» **TEXT PASSAGE**
— START —

Harry’s New York Bar in Paris is famous for having concocted dozens of classic cocktails over the years, including the Bloody Mary, the Monkey Gland and the French 75.
Some of the stories are even true. One that is decidedly not is the tale of the Sidecar, which perfectly blends orange liqueur, lemon juice and cognac into a warming, trusty-old-friend of a drink that’s perfect for fall evenings and football afternoons.
(As with all old friends, a little caution is not misplaced. They can steal up on you.)
Harry’s owner Harry MacElhone initially credited the Sidecar to Pat MacGarry, the bartender at Buck’s Club in London during the Jazz Age, but the recipe apparently proved too popular not to crib. By the time Harry’s book “Barflies and Cocktails” came out in 1927, MacElhone was claiming the drink’s invention was all his.
That story remained unchallenged until 1948, when American attorney David Embury published his authoritative “The Fine Art of Making Drinks,” in which he gave credit to an American army captain stationed in Paris during World War I and linked the drink’s name to the motorcycle and sidecar the officer purportedly rode.

— END —

» **Named-object pointing records**

— START —

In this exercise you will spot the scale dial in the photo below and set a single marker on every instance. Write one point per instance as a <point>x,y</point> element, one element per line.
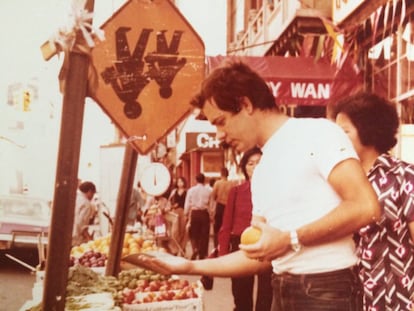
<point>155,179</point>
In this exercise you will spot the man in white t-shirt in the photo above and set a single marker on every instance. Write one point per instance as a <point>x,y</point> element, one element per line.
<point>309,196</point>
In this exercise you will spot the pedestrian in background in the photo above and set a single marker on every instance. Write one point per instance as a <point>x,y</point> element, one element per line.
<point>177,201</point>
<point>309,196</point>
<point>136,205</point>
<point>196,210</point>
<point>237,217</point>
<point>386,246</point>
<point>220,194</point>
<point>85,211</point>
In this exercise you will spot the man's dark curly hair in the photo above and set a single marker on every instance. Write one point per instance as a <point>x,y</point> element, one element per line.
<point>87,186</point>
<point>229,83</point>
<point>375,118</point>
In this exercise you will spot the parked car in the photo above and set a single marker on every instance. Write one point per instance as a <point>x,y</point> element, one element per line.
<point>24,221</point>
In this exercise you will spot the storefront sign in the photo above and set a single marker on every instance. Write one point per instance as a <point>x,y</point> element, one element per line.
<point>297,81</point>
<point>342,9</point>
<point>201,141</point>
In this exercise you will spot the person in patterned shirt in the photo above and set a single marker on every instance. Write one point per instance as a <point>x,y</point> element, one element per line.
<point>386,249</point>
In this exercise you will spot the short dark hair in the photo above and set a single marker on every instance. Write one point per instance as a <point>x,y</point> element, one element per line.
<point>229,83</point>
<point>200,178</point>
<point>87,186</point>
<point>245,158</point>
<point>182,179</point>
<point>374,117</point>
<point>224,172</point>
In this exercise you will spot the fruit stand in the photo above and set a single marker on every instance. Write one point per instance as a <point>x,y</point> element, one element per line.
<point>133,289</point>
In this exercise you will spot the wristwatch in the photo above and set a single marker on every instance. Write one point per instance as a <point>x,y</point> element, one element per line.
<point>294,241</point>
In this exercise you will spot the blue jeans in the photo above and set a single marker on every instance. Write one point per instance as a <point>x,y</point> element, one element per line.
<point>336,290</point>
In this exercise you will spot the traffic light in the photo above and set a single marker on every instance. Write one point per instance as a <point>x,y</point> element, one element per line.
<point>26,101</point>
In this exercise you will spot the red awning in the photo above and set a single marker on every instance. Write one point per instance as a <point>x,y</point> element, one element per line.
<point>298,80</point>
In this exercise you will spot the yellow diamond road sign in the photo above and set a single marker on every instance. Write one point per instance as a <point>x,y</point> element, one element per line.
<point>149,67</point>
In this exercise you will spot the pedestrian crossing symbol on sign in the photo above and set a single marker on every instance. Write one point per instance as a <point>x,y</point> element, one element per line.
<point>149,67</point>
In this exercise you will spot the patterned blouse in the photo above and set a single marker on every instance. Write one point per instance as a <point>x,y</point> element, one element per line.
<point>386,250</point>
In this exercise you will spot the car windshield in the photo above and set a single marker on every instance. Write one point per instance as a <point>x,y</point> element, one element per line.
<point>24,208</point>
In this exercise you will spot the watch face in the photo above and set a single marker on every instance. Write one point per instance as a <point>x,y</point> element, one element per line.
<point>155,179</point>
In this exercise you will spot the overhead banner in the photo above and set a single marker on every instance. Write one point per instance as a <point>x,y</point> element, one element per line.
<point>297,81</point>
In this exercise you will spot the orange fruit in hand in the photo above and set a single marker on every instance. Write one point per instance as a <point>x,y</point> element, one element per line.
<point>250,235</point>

— END —
— START —

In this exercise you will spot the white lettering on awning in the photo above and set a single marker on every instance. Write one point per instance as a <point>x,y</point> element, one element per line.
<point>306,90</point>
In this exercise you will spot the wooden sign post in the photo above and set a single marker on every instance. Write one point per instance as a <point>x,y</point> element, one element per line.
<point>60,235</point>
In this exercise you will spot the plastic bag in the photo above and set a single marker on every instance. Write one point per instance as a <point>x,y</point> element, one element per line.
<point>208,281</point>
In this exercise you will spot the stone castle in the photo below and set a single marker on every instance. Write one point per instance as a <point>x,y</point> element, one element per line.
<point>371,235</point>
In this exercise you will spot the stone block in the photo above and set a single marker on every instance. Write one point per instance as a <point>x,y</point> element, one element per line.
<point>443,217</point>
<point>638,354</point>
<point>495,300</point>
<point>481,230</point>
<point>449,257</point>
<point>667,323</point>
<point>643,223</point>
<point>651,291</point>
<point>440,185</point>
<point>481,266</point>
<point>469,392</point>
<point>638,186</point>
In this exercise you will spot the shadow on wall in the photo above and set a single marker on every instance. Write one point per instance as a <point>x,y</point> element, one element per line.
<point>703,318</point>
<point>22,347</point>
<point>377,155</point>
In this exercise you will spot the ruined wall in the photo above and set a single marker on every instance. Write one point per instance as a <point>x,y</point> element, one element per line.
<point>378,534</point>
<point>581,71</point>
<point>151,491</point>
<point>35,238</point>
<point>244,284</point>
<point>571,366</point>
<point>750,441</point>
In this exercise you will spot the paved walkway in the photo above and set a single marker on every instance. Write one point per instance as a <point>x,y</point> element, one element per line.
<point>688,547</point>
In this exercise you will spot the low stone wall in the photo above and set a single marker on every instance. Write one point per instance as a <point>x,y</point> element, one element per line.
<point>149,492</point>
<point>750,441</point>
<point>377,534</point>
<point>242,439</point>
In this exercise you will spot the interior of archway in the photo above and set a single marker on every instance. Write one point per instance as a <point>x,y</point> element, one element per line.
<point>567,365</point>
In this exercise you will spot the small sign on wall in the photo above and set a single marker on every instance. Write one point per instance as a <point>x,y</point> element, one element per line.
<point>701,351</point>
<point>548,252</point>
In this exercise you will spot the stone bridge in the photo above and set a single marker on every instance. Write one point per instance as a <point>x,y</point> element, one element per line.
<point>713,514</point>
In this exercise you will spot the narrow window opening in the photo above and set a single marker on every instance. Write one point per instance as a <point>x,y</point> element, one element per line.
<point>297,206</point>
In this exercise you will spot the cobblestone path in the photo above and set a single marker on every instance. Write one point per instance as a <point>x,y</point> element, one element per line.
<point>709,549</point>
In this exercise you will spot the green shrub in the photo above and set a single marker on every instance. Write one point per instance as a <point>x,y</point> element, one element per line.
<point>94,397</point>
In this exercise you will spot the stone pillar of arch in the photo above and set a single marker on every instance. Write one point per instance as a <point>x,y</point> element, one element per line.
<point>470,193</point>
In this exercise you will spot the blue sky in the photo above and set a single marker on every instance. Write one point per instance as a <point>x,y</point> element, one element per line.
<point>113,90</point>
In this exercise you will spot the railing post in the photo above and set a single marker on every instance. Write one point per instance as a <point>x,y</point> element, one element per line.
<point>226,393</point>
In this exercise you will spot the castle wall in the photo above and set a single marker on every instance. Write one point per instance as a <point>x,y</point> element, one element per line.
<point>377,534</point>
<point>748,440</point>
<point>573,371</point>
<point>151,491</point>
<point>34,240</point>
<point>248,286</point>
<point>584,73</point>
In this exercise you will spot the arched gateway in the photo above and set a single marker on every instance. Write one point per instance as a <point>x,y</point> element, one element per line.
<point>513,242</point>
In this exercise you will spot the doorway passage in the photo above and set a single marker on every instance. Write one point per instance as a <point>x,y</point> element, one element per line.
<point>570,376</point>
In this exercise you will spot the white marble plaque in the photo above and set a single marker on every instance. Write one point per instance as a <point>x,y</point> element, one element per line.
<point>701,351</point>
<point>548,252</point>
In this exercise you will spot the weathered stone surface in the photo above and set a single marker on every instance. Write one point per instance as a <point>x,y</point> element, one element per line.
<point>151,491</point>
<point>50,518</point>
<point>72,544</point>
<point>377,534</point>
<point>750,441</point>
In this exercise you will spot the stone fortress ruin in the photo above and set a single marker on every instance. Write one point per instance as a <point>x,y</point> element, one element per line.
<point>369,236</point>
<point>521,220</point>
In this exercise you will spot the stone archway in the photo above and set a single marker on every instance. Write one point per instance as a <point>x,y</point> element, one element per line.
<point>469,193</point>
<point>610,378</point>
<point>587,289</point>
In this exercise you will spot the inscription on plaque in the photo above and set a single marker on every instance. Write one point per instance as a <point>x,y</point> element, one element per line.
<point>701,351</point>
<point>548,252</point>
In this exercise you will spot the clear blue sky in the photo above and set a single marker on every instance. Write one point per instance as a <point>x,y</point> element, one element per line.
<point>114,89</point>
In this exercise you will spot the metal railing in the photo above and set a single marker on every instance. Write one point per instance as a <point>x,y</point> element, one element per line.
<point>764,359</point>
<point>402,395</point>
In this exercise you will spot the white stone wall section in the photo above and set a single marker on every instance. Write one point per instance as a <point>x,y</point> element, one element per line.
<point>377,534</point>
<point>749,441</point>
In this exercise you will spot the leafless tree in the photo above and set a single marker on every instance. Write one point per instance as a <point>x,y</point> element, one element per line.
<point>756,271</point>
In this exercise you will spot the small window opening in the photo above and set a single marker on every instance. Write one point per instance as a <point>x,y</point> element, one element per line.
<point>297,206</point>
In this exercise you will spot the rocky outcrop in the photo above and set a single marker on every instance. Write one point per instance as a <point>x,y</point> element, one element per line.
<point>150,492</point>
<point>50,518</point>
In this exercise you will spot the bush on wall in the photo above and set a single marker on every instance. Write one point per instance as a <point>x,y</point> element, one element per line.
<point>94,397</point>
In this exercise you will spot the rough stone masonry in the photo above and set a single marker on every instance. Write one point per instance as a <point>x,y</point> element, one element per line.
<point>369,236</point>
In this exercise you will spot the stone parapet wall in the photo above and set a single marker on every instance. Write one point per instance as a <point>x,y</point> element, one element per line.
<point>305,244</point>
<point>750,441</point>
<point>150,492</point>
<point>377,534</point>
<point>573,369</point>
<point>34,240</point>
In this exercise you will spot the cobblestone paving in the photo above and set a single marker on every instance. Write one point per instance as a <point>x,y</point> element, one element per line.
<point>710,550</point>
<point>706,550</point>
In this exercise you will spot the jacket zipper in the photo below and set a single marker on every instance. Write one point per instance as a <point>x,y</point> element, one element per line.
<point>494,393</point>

— END —
— START —

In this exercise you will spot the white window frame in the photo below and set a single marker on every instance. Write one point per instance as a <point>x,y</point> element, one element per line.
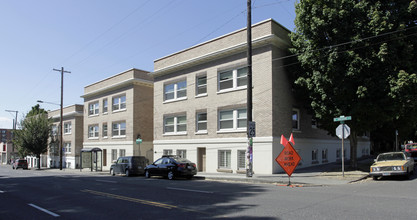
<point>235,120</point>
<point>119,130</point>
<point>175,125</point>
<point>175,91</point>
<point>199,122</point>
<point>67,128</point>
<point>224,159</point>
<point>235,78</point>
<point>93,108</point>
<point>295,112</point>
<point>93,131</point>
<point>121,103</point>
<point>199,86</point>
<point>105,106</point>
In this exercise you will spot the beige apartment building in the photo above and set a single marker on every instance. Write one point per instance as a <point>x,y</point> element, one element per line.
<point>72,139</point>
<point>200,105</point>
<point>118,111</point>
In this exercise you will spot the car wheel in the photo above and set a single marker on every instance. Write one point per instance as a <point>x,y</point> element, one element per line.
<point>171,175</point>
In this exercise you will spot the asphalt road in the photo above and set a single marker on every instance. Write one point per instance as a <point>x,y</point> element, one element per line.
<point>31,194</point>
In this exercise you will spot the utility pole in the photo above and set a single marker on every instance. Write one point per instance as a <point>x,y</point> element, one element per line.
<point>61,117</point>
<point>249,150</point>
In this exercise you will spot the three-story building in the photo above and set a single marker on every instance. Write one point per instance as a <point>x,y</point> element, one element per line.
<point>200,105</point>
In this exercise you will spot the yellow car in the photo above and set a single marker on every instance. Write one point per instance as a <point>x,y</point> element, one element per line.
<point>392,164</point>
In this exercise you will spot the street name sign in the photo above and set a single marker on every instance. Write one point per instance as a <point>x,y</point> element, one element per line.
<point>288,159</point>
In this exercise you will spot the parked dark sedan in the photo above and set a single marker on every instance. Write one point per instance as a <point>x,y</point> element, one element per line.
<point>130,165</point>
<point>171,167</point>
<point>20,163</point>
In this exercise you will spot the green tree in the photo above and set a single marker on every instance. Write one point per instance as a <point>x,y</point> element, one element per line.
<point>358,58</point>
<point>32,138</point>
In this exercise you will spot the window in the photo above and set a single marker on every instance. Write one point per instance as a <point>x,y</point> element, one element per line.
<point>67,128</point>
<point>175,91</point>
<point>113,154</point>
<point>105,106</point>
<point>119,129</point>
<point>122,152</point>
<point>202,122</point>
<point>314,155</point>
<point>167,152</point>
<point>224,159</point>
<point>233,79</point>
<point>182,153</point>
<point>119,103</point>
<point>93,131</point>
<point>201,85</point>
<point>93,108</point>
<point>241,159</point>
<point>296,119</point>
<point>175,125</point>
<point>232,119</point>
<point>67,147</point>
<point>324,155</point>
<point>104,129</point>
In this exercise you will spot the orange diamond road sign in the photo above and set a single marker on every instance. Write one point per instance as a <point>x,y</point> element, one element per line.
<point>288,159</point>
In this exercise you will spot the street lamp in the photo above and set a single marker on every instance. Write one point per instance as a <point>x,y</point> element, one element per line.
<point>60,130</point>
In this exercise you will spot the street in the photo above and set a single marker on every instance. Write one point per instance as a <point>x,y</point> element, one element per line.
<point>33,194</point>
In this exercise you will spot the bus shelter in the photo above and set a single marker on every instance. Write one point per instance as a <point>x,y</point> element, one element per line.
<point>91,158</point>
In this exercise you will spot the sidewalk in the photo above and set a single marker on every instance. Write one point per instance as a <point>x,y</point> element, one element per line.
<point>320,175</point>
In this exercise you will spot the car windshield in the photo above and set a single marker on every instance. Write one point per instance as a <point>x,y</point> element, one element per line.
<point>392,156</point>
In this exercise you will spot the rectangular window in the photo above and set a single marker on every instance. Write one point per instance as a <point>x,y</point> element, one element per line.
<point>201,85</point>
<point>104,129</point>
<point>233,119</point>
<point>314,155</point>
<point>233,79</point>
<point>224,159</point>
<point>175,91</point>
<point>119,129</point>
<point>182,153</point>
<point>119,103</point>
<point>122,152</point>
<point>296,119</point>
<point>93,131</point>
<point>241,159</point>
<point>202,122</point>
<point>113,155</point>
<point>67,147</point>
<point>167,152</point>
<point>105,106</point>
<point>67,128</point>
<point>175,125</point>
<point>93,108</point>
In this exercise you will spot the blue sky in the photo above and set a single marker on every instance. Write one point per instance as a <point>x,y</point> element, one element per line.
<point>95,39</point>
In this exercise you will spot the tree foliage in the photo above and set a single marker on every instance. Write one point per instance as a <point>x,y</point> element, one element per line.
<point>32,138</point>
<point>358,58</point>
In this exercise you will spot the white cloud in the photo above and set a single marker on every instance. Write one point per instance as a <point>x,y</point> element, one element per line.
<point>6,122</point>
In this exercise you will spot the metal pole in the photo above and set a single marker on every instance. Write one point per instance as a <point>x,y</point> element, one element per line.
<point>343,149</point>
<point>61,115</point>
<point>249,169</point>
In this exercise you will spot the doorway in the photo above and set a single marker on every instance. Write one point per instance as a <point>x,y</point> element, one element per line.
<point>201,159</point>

— END —

» **TASK TO CARRY OUT**
Repeat the stretch of the Sidecar passage from "Harry’s owner Harry" through "officer purportedly rode.", swapping "bartender" for "barman".

» **RESULT OF THIS EXERCISE**
Harry’s owner Harry MacElhone initially credited the Sidecar to Pat MacGarry, the barman at Buck’s Club in London during the Jazz Age, but the recipe apparently proved too popular not to crib. By the time Harry’s book “Barflies and Cocktails” came out in 1927, MacElhone was claiming the drink’s invention was all his.
That story remained unchallenged until 1948, when American attorney David Embury published his authoritative “The Fine Art of Making Drinks,” in which he gave credit to an American army captain stationed in Paris during World War I and linked the drink’s name to the motorcycle and sidecar the officer purportedly rode.